### Written request a
Quote the forum thread on reformatting a Dell laptop word for word, from "I cannot remember" up to and including "(Jul 14, 2006)".

# Ned help...



## Nighthamar (Sep 30, 2008)

Hi all,

I have a Dell Latitude D800, 60gig HDD, Pentium M with Windows XP...

I cannot remember how to reformat the hard drive on the thing. The reasons I want to re-format the HDD is the processor is only running at 221 / 600 mHz, and teh re-charge for the battery system is not working. I have teh Dell set-up disc (system drivers and such) as well as a reload disc for Windows XP.

Ant information would be greatly appreciated.


----------



## bbearren (Jul 14, 2006)

The battery charging is a hardware issue-it isn't controlled by XP. The battery condition is read by the BIOS and relayed to the ACPI to be reported through XP, but the charging system is totally hardware. Have you updated your BIOS? Read your BIOS version when the system is booting, then go to the Dell support site and enter your Service Tag number to see if you are up to date.

Also, the Pentium M speed-step is hardware/BIOS controlled. A D800 with a 1.6 GHz Pentium M should operate at 1600 MHz when on AC power, and 600 MHz when on battery power.

I personally never recommend a reformat/reinstall. I would advise instead that you use your OS CD to do a repair/reinstall. The true need for a reformat is extremely rare, despite what you read and hear.


----------



## Nighthamar (Sep 30, 2008)

Okay, I went ahead and reformatted my HDD, now my wireless connection will not work. Is there a step that I missed. According to the machine, the wireless card is not connected. How can I check it???

### Written request b
Rewrite the lines of the listing from the line with "The pointer SHOULD return, for each instance of the pond" through the end of the listing, replacing "pond surface" with "water surface" and changing nothing else.

### Data in this exercise
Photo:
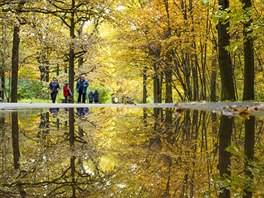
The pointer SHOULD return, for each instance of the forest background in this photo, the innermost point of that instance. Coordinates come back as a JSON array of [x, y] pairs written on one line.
[[133, 50]]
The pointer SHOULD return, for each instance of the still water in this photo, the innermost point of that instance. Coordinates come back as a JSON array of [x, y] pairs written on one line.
[[130, 152]]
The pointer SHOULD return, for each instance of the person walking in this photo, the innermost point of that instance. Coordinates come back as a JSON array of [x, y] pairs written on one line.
[[81, 88], [90, 97], [96, 96], [66, 92], [54, 88]]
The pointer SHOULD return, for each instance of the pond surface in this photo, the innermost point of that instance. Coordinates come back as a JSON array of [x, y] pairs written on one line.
[[130, 152]]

### Expected output a
I cannot remember how to reformat the hard drive on the thing. The reasons I want to re-format the HDD is the processor is only running at 221 / 600 mHz, and teh re-charge for the battery system is not working. I have teh Dell set-up disc (system drivers and such) as well as a reload disc for Windows XP.

Ant information would be greatly appreciated.


----------



## bbearren (Jul 14, 2006)

### Expected output b
The pointer SHOULD return, for each instance of the water surface in this photo, the innermost point of that instance. Coordinates come back as a JSON array of [x, y] pairs written on one line.
[[130, 152]]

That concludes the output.